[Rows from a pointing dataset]
※

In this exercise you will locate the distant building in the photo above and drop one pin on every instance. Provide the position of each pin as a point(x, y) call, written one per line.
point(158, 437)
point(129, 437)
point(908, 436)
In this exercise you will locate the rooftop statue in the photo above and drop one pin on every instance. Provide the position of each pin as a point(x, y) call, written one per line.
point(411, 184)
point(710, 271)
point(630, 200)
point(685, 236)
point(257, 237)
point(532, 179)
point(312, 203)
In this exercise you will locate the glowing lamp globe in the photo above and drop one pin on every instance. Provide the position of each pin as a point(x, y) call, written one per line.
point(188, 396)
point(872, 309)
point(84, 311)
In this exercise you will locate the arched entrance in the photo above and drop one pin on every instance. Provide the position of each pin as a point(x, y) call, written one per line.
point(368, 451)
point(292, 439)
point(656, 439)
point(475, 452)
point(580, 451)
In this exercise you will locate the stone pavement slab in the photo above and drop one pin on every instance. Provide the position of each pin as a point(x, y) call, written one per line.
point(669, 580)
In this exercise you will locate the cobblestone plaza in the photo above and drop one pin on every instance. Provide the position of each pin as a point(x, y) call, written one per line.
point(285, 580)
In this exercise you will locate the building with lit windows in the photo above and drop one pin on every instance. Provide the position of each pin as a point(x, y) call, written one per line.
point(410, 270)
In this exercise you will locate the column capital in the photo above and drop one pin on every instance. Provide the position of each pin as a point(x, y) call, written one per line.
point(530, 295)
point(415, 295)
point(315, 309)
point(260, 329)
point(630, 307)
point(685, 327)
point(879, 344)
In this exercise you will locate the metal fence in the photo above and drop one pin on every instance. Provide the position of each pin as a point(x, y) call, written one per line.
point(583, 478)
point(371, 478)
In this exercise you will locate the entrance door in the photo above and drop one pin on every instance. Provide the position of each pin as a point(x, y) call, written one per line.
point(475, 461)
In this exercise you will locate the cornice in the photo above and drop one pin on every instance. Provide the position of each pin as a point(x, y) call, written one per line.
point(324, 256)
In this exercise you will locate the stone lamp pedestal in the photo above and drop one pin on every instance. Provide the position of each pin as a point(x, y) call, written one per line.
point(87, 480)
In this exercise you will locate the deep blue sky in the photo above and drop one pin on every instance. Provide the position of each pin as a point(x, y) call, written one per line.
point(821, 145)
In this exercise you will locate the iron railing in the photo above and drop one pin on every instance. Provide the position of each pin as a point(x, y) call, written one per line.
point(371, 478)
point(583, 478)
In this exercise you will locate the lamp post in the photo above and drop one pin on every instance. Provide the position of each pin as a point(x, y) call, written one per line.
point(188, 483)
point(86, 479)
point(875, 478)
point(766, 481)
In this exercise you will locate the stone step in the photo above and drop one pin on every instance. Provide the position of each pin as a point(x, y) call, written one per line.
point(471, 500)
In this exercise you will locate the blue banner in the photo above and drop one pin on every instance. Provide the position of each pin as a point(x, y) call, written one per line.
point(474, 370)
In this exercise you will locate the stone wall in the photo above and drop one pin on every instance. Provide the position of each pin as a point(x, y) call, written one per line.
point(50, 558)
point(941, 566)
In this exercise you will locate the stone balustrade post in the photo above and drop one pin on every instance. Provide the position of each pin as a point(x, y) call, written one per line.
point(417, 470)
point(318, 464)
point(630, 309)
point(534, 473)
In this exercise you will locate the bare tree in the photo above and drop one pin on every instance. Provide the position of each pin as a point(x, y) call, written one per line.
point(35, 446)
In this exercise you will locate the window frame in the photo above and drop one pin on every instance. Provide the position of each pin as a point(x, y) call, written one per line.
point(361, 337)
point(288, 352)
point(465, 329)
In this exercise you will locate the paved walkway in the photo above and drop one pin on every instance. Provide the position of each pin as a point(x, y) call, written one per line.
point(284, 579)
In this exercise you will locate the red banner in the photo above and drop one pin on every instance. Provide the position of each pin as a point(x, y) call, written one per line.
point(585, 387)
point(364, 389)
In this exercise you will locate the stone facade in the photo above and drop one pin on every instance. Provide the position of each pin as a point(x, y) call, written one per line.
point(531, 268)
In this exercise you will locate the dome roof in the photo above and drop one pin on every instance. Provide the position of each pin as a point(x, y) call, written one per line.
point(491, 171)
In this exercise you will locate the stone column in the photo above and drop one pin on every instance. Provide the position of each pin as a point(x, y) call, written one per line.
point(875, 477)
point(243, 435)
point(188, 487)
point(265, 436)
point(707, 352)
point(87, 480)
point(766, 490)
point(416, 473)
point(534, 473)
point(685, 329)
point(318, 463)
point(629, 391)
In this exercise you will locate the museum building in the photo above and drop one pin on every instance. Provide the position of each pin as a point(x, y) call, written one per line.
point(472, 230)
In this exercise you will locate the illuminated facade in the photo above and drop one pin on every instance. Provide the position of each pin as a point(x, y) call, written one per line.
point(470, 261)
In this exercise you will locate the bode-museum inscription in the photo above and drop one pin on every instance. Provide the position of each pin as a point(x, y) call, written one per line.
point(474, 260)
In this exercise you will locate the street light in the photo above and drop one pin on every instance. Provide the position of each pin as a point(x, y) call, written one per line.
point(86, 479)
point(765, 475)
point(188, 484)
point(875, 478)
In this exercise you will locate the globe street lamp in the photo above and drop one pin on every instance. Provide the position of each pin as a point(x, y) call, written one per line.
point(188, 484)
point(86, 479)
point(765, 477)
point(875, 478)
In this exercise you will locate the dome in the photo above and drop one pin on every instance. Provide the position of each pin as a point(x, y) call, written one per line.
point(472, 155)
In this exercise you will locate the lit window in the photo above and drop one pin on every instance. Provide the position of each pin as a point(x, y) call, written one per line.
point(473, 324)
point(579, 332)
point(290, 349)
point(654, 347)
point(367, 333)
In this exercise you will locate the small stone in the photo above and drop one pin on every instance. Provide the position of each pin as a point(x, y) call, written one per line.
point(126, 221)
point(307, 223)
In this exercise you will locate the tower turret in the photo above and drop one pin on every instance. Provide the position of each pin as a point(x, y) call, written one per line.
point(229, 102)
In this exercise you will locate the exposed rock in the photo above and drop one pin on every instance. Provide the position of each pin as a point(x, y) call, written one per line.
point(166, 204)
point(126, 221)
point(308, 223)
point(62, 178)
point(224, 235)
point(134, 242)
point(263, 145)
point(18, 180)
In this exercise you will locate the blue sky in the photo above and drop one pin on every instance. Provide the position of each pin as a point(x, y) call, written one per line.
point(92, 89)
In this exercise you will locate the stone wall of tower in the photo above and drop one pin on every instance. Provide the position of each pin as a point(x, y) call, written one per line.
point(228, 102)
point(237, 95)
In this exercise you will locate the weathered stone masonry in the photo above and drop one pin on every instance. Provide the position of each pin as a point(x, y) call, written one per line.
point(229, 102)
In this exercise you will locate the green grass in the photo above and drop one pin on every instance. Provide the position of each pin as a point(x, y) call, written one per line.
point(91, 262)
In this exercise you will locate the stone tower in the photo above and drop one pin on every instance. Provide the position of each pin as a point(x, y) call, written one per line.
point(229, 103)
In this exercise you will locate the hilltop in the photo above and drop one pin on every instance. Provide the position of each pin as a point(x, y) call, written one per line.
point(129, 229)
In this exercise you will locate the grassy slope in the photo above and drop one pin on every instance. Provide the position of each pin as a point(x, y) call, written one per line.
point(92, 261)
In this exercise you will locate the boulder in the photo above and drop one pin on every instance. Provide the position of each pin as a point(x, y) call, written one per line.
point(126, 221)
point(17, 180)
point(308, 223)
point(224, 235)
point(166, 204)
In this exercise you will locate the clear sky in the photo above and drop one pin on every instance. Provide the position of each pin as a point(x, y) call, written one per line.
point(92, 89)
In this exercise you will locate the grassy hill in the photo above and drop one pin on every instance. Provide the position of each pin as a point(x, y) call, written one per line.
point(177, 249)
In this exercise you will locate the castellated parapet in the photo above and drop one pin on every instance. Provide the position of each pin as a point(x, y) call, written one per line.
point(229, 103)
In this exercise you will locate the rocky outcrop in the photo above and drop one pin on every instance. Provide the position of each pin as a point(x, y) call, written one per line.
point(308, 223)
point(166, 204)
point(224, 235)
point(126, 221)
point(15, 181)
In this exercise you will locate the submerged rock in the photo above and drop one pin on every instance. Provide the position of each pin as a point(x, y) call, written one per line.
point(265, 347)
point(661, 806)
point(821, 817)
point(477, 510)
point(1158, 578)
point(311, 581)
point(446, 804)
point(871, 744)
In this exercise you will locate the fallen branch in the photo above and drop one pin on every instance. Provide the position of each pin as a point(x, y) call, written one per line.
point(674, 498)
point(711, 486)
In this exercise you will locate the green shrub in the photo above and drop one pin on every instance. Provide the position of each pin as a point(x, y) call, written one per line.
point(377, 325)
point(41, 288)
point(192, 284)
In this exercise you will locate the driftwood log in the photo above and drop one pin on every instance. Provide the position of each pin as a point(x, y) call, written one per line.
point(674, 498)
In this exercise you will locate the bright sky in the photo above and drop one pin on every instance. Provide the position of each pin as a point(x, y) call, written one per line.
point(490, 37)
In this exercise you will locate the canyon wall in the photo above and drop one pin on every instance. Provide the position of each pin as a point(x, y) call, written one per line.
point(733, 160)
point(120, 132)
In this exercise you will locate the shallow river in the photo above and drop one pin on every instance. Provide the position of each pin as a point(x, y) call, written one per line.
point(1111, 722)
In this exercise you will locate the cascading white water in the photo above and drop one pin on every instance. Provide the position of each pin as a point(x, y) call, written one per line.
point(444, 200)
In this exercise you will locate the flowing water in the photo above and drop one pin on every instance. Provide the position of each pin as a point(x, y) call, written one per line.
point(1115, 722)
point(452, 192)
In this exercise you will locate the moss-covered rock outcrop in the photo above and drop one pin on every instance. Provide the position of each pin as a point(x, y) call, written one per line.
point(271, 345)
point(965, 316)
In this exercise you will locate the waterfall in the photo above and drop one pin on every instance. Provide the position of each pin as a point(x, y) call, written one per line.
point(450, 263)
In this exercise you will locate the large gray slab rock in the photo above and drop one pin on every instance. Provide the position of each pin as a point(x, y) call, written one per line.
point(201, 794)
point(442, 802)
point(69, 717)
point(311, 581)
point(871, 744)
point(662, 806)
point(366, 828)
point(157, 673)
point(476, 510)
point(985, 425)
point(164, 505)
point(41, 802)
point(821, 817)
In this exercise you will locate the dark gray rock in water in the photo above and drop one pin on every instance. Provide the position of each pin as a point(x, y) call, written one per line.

※

- _WHAT THIS TASK INVOLVES_
Rewrite the items from the very start through the line containing "point(908, 436)", replacing "distant building" with "faraway building" and keeping everything else the same.

- _RESULT OF THE EXERCISE_
In this exercise you will locate the faraway building in the photo above and drop one pin on every instance. Provide the position of each pin as a point(x, y) call, written one per line.
point(158, 437)
point(129, 437)
point(908, 436)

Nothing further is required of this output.